[Collected data]
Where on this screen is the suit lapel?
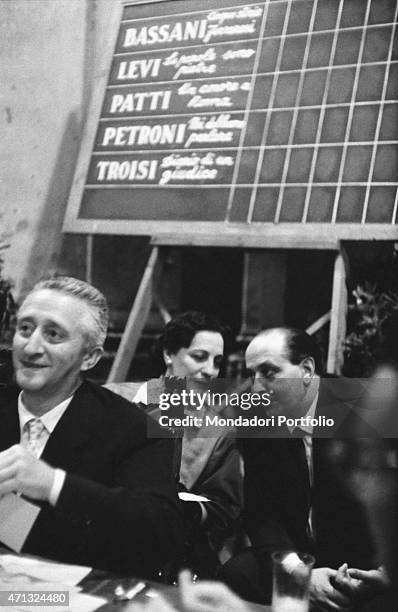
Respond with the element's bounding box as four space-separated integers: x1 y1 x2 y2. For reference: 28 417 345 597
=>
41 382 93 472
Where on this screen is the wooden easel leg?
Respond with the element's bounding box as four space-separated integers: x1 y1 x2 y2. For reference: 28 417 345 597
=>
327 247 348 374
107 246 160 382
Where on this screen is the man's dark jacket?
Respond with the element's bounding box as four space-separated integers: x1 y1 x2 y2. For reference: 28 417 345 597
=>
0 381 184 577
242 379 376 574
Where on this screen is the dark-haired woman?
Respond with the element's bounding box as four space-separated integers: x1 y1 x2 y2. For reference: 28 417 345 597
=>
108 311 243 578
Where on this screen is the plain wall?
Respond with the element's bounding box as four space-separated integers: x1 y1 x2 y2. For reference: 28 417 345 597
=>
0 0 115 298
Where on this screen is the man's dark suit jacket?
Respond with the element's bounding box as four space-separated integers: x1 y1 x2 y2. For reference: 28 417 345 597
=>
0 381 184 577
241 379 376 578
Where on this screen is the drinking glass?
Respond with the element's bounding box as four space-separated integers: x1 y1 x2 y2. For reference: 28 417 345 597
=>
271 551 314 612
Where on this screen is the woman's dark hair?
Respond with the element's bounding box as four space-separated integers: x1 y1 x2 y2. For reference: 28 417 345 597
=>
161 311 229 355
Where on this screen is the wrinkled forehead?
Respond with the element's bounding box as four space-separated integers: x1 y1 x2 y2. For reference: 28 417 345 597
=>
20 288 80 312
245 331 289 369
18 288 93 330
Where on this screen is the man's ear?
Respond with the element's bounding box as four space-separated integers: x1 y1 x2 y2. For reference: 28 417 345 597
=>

---

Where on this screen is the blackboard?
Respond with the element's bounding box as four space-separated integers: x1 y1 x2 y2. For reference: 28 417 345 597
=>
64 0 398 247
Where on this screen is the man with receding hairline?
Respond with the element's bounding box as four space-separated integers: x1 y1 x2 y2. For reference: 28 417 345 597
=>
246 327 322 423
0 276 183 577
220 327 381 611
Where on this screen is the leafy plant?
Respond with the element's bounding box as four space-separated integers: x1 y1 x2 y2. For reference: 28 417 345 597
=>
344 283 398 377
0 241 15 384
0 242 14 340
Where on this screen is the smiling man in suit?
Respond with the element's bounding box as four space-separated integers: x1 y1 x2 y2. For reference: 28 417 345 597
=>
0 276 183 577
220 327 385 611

**YOUR GOAL:** Go through the entries above and copy out every line that includes the word "woman".

**EXERCISE OUTPUT:**
Where on this screen is the dark-haired woman?
Where on this screen is the woman's dark hair?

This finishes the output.